» **Given task**: Write out every line of the entries below without changing a single character.

» **Material for this exercise**:
begin
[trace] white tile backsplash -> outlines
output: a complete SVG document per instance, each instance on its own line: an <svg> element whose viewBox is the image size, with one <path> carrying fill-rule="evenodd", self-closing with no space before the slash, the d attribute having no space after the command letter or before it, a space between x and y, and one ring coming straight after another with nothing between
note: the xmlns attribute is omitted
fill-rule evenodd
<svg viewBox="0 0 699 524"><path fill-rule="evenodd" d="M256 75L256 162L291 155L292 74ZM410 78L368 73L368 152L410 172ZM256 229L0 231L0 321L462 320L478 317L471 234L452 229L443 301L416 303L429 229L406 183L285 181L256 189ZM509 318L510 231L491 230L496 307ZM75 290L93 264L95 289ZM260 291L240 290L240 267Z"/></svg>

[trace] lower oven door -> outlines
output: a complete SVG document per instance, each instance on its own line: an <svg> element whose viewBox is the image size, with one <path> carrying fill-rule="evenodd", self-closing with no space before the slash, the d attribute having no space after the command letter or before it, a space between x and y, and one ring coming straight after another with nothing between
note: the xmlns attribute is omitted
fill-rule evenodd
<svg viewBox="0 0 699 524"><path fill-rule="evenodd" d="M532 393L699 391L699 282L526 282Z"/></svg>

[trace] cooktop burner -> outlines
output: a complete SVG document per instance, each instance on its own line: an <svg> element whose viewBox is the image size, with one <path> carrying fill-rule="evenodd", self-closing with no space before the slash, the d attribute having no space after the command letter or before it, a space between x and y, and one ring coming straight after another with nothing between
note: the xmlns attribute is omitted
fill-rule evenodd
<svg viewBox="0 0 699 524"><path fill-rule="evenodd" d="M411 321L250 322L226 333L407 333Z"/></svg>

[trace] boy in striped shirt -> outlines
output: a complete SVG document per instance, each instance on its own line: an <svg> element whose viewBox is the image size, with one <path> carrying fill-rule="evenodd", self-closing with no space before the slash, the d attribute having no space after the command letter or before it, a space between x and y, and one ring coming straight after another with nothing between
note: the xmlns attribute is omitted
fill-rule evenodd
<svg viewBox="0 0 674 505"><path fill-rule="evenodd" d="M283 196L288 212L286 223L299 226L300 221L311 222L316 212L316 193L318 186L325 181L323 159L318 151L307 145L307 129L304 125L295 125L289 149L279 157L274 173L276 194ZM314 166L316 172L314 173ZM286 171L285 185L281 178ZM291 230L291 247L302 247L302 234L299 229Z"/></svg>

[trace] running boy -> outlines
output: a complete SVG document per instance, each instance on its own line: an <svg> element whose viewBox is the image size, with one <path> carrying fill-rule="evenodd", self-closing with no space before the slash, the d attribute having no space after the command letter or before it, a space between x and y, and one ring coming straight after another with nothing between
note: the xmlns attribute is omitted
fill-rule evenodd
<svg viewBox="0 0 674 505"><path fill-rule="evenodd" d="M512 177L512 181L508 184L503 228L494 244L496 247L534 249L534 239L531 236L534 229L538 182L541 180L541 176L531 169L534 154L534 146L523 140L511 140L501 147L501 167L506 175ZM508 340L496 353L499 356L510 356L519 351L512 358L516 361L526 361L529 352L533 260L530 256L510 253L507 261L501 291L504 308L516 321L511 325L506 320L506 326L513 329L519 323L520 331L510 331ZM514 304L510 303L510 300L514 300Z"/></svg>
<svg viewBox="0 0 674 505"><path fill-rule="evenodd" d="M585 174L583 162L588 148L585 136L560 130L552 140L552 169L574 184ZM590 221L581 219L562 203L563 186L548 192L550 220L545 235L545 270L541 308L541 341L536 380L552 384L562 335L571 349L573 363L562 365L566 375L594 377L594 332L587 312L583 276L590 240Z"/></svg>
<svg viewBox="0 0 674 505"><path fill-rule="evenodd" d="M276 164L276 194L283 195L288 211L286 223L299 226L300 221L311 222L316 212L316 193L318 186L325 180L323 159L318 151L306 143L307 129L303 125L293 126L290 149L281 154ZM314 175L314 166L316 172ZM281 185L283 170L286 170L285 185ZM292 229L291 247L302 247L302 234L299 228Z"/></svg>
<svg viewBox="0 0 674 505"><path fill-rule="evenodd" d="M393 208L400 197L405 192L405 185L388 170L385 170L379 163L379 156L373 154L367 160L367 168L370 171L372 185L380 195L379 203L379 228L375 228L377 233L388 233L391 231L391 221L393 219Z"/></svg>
end
» **Solution to this problem**:
[trace] white tile backsplash -> outlines
output: a complete SVG document per instance, each instance on its own line: an <svg> element whose viewBox is the image size, with one <path> carrying fill-rule="evenodd", self-closing with no space before the slash, the d attribute having no space after the command letter or before it, a space between x and y, and one ring coming straight after another with nothing between
note: the xmlns attribute is omitted
fill-rule evenodd
<svg viewBox="0 0 699 524"><path fill-rule="evenodd" d="M256 75L256 162L291 155L292 74ZM410 78L368 73L368 152L410 172ZM256 229L0 231L0 321L462 320L478 317L471 234L452 229L443 301L416 303L429 229L406 183L285 181L256 189ZM509 318L510 231L491 230L496 307ZM75 290L93 264L95 289ZM260 291L240 290L240 267Z"/></svg>

[trace] lower oven door -> outlines
output: a complete SVG document per instance, each instance on its own line: an <svg> element whose viewBox is the image size, with one <path> carrying fill-rule="evenodd", self-closing with no space before the slash, the d attribute having no space after the command letter or before it, a space between x and y, and one ring coming straight after another with nothing between
note: the xmlns attribute is omitted
fill-rule evenodd
<svg viewBox="0 0 699 524"><path fill-rule="evenodd" d="M532 393L699 391L699 282L526 282Z"/></svg>

[trace] cooktop burner -> outlines
output: a complete SVG document per instance, each instance on its own line: an <svg> element whose viewBox is the image size, with one <path> carrying fill-rule="evenodd", self-closing with no space before the slash, the d attribute having no space after the command letter or before it, a space between x and y, and one ring coming straight after another with nothing between
note: the xmlns attribute is omitted
fill-rule evenodd
<svg viewBox="0 0 699 524"><path fill-rule="evenodd" d="M411 321L250 322L226 333L407 333Z"/></svg>

[trace] boy in striped shirt -> outlines
output: a complete SVG document per instance, each instance on its own line: an <svg> element whose viewBox is the image size, with one <path> carrying fill-rule="evenodd", self-closing with no space before the slash, the d attribute having no space after the command letter or before it, a space between x and y, and one ring coming straight after another with nothing between
note: the xmlns attribute is omitted
fill-rule evenodd
<svg viewBox="0 0 674 505"><path fill-rule="evenodd" d="M283 196L288 212L286 223L299 226L300 221L311 222L316 212L316 193L318 186L325 181L323 159L318 151L307 145L307 129L304 125L295 125L289 149L279 157L274 173L276 194ZM314 166L316 172L314 173ZM286 171L285 185L281 178ZM291 230L291 247L302 247L302 234L299 229Z"/></svg>

[trace] running boy -> outlines
output: a complete SVG document per instance, each instance on its own line: an <svg> element whose viewBox is the image size, with one <path> carrying fill-rule="evenodd", self-closing with no space before the slash, the d attribute having no space after the command letter or before it, a space between x and y, and one ring coming straight after another with nothing between
note: the xmlns attribute is omitted
fill-rule evenodd
<svg viewBox="0 0 674 505"><path fill-rule="evenodd" d="M512 177L512 181L508 184L503 228L494 244L496 247L534 249L534 239L531 236L534 229L538 182L541 180L541 176L531 169L534 154L534 146L523 140L511 140L501 147L501 167L506 175ZM508 340L496 353L499 356L510 356L519 351L512 358L516 361L526 361L529 352L533 260L530 256L510 253L507 261L501 291L504 308L516 321L511 325L506 320L506 326L513 329L519 323L520 331L510 331ZM514 304L510 303L510 300L514 300Z"/></svg>
<svg viewBox="0 0 674 505"><path fill-rule="evenodd" d="M585 174L583 162L588 148L585 136L560 130L552 140L552 169L574 184ZM590 221L581 219L562 203L563 186L548 192L550 220L545 235L545 270L541 308L541 341L536 380L552 384L562 335L571 349L573 363L562 365L566 375L594 377L594 332L587 312L583 276L590 240Z"/></svg>
<svg viewBox="0 0 674 505"><path fill-rule="evenodd" d="M276 164L276 194L283 195L288 211L286 223L299 226L300 221L311 222L316 212L316 193L318 186L325 180L323 159L318 151L306 143L307 129L303 125L293 126L290 149L281 154ZM314 175L314 166L316 172ZM281 185L283 170L286 170L285 185ZM292 229L291 247L302 247L302 234L299 228Z"/></svg>
<svg viewBox="0 0 674 505"><path fill-rule="evenodd" d="M393 208L400 197L405 192L405 185L388 170L385 170L379 163L379 156L373 154L367 160L367 168L370 171L372 185L380 195L379 203L379 228L375 228L377 233L388 233L391 231L391 221L393 219Z"/></svg>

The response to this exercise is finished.